Text excerpt:
>>>>

# Any other fat karateka on this board?



## moonvine (May 16, 2012)

I used to study seido karate (I am a lowly blue belt). However I have moved and now need to pick another discipline and start over. Does anyone here study karate? Looking for suggestions ..


----------



## HeavyDuty24 (May 16, 2012)

I studied Shorin-Ryu Karate. I REALLY REALLY wish i could find a Kyokushin school but they are so rare.


----------



## Jon Blaze (May 19, 2012)

We have a combat sports thread if you'd like to join in. 

http://www.dimensionsmagazine.com/forums/showthread.php?t=53678&page=12

I don't consider myself a karateka, but Boxing and Shorin Ryu were the first martial arts I practiced. I'm still considering adding Kyokushin to my soon to be regular Muay Thai and Brazilian Jiu Jitsu schedule.


----------



## HeavyDuty24 (May 19, 2012)

Jon Blaze said:


> We have a combat sports thread if you'd like to join in.
> 
> http://www.dimensionsmagazine.com/forums/showthread.php?t=53678&page=12
> 
> I don't consider myself a karateka, but Boxing and Shorin Ryu were the first martial arts I practiced. I'm still considering adding Kyokushin to my soon to be regular Muay Thai and Brazilian Jiu Jitsu schedule.



Awesome man i love Shorin-Ryu very traditional i have yet to find a Kyokushin school in my area. I have always wanted to dabble in Muay Thai and Boxing i have seen a couple of MT schools and Boxing places around. I wouldn't mind takung Jiujitsu also i want to give Judo a try too.


----------



## Jon Blaze (Jun 11, 2012)

HeavyDuty24 said:


> Awesome man i love Shorin-Ryu very traditional i have yet to find a Kyokushin school in my area. I have always wanted to dabble in Muay Thai and Boxing i have seen a couple of MT schools and Boxing places around. I wouldn't mind takung Jiujitsu also i want to give Judo a try too.



Not sure if you are interested, but have you looked at offshoot Full Contact Karate schools that might be near as well?

Daido Juku
Seidokaikan
Enshin
Ashihara
Kansuiryu
For example?


----------

<<<<

Supplied information:
>>>>

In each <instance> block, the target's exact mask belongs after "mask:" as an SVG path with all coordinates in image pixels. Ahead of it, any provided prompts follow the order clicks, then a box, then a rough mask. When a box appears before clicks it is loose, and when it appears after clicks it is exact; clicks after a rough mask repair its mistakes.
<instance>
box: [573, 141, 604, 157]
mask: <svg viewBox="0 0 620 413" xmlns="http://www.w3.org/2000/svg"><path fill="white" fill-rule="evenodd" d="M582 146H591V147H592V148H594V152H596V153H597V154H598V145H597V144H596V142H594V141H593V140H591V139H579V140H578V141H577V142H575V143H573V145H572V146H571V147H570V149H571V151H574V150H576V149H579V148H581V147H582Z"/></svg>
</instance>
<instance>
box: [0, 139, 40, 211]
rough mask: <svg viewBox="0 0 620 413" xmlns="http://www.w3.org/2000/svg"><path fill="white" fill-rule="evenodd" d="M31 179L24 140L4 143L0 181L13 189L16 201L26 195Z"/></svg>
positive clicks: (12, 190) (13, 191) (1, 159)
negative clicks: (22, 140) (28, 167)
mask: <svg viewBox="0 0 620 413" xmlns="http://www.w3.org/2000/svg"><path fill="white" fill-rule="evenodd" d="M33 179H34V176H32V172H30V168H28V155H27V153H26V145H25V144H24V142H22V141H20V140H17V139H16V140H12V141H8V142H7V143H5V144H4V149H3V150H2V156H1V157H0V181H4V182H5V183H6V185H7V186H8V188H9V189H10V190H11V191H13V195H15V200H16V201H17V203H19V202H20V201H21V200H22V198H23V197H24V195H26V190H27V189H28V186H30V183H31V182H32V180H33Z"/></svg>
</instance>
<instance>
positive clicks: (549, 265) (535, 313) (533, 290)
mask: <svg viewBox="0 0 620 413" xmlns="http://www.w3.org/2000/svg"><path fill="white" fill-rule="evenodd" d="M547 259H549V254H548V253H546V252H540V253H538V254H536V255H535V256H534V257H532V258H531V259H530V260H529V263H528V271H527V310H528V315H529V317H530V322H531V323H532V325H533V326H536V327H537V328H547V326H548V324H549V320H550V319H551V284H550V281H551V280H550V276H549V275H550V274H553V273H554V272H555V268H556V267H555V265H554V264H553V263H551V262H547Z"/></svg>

<<<<

Prompt 1:
In the karate forum thread, what belt did moonvine hold in seido karate?
Prompt 2:
Summarize the karate forum thread in two sentences.
Base your answers on the karate forum thread alone.

Answer space 1:
A blue belt.

Answer space 2:
A poster who studied seido karate up to blue belt has moved and asks for suggestions on a new discipline. The replies mention experience with Shorin-Ryu and interest in Kyokushin, and one poster suggests full contact karate schools such as Daido Juku, Seidokaikan, Enshin, Ashihara, and Kansuiryu.